Trecho fornecido:
No segundo semestre de 1993, Alain Badiou ― ex-membro do PCF(a), professor da Universidade de Vincennes-St. Denis e do Collège International de Philosophie, atual responsável pela coleção L'Ordre Philosophique das Éditions du Seuil ― fez um ciclo de onze conferências em várias cidades do Brasil. A Relume-Dumará(b) resolveu editá-las em livro, apresentando um canal de acesso didático e abrangente às idéias contidas em seus últimos trabalhos: L'être et l'Événement, L'éthique e Conditions.
Diz-se que se trata de um "pensamento verdadeiramente único na atualidade". Cabe indagar: onde e até que ponto semelhante afirmativa encontra sustentação? Ao expor a "situação da filosofia no mundo contemporâneo", Badiou descarta o marxismo e a psicanálise sob o argumento de que não seriam "verdadeiras tendências filosóficas". Lacan, de fato, já o tinha declarado. Mas como eliminar, em uma frase lacônica ("o marxismo evidentemente esgotou sua capacidade filosófica"), o debate complexo e, para o próprio percurso de Badiou, irrecusável, sobre o conteúdo e o sentido da obra de Marx?
Eis o decreto que permite um novo ponto de partida no que o autor chama de "herança principal": "a de Heidegger, de um lado, e a de Carnap e Quine de outro". O seu esforço caminha na direção de conservar "o que a hermenêutica pôde dizer de admirável sobre o sentido da existência, sobre o tempo ou sobre o poema" e "o que a filosofia analítica pôde dizer de admirável sobre a linguagem, sobre a lógica e sobre a ciência." Mas um projeto intelectual transparece: "É preciso ir além da filosofia hermenêutica e além da analítica." Assim, a intenção de buscar uma novidade percorre os mais diversos campos de pensamento ― estética, poesia, matemática, psicanálise, política ― nos quais os desejos do universal e do risco acabam exigindo uma certa reserva em relação, respectivamente, ao irracionalismo contemporâneo e ao positivismo lógico.
Surge, de início, um problema. Badiou reivindica "que a filosofia seja uma filosofia do evento". Que "toda verdade" dependa "do acaso de um evento", seja "uma espécie de buraco no saber", suscetível de ser pensada mas nunca conhecida, cujo processo apenas "se deixa verdadeiramente pensar [...] com meios poéticos" avessos ao "juízo" e distinto, à maneira de Heidegger, do "conhecimento ou ciência", defina-se como novidade ancorada em um "suplemento" sempre "entregue ao acaso" e portanto "imprevisível", de tal modo que interromperia a repetição. O sujeito seria por definição antiteleológico: algo "que fixa um evento indecidível", isto é, "um enunciado em forma de aposta", que apenas residiria na aventura assumida. Seria, em suma, "o ato local de uma verdade", um "fragmento de acaso" que jamais se "pode saber".

Requisitos:
1: Com base no trecho sobre Badiou, explique em uma a três frases por que ele descarta o marxismo e a psicanálise ao expor a situação da filosofia no mundo contemporâneo.
2: Enumere todos os campos de pensamento que, segundo o trecho sobre Badiou, são percorridos pela intenção de buscar uma novidade.
As linhas apresentadas em seguida têm procedência distinta da do trecho sobre Badiou.

Entradas:

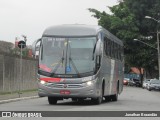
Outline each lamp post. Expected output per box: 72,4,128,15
133,39,158,50
145,16,160,80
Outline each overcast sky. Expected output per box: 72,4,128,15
0,0,118,44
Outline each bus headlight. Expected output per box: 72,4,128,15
87,81,93,86
83,80,96,86
40,80,46,85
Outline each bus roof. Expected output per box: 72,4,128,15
42,24,123,44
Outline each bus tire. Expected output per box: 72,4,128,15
91,87,103,105
72,98,78,102
48,97,57,105
111,82,119,101
104,96,111,102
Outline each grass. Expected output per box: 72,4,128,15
0,89,37,95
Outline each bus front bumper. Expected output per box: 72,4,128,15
38,83,100,98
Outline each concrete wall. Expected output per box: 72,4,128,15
0,54,37,92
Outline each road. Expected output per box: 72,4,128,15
0,86,160,120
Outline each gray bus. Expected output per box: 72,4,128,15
32,24,124,104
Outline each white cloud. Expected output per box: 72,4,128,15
0,0,117,44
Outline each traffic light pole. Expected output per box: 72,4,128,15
18,44,23,98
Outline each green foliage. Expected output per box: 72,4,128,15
89,0,160,77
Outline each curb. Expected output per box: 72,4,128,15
0,96,39,104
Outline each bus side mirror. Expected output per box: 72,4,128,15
95,39,103,56
32,39,41,55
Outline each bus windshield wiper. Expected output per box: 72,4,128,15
51,49,64,75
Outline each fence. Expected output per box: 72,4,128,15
0,54,37,92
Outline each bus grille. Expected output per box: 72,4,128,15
47,84,83,88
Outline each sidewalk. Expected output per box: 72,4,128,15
0,91,38,104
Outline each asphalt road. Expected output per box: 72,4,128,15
0,87,160,120
0,87,160,111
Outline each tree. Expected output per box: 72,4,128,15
89,0,160,81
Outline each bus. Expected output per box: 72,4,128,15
32,24,124,104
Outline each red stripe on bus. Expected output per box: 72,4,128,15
39,64,51,72
40,78,61,82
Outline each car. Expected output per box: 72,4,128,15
128,79,142,87
123,78,129,85
142,79,151,89
147,79,160,91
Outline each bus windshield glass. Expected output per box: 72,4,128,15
39,37,96,75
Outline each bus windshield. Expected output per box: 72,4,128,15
39,37,96,76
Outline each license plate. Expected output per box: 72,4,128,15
60,90,71,95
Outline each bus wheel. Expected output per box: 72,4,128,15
104,96,111,102
48,97,57,105
91,90,103,105
111,84,119,101
72,98,78,102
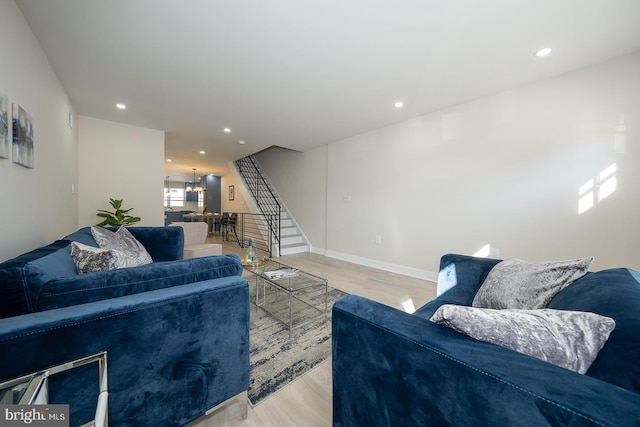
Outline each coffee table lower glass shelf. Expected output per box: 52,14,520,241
244,258,329,338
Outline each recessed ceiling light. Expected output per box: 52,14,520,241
536,47,551,57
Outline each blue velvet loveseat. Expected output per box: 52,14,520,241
0,227,249,426
332,255,640,427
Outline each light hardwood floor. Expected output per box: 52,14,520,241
185,236,436,427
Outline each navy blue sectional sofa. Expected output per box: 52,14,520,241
332,255,640,427
0,227,249,426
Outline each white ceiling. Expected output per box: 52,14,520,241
16,0,640,180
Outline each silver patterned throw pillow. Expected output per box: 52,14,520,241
91,226,153,267
431,304,616,374
71,242,130,274
471,257,593,310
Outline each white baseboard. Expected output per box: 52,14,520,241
310,246,438,283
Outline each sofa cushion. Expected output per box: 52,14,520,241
35,254,242,310
63,226,184,262
0,240,78,318
91,226,153,267
472,258,593,310
549,268,640,393
71,242,133,274
431,304,615,374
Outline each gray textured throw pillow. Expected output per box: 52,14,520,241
471,258,593,310
71,242,130,274
91,226,153,267
431,304,616,374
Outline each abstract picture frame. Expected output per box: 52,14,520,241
0,92,9,159
11,104,33,169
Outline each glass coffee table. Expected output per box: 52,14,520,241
243,258,329,338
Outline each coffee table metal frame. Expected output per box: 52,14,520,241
244,259,329,338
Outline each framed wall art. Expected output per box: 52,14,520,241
0,92,9,159
12,104,33,169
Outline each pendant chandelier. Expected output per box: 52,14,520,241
185,168,203,193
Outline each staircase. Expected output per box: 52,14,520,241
234,156,309,256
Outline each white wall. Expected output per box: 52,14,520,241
256,146,327,250
78,116,165,227
259,54,640,278
0,1,78,261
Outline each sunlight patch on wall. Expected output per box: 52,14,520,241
578,163,618,214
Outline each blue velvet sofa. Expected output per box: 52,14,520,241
332,254,640,427
0,227,249,426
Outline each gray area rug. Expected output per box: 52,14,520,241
248,278,347,406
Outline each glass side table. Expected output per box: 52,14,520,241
0,351,109,427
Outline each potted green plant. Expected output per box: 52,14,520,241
96,198,140,227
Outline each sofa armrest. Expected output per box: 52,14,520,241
332,296,640,427
0,276,249,426
35,254,242,311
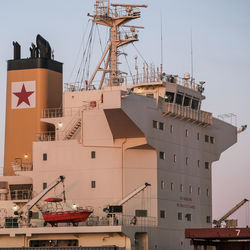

Respostas por tarefa:
1: Badiou descarta o marxismo e a psicanálise sob o argumento de que não seriam "verdadeiras tendências filosóficas". Quanto ao marxismo, afirma ainda que ele "evidentemente esgotou sua capacidade filosófica".

2:
- estética
- poesia
- matemática
- psicanálise
- política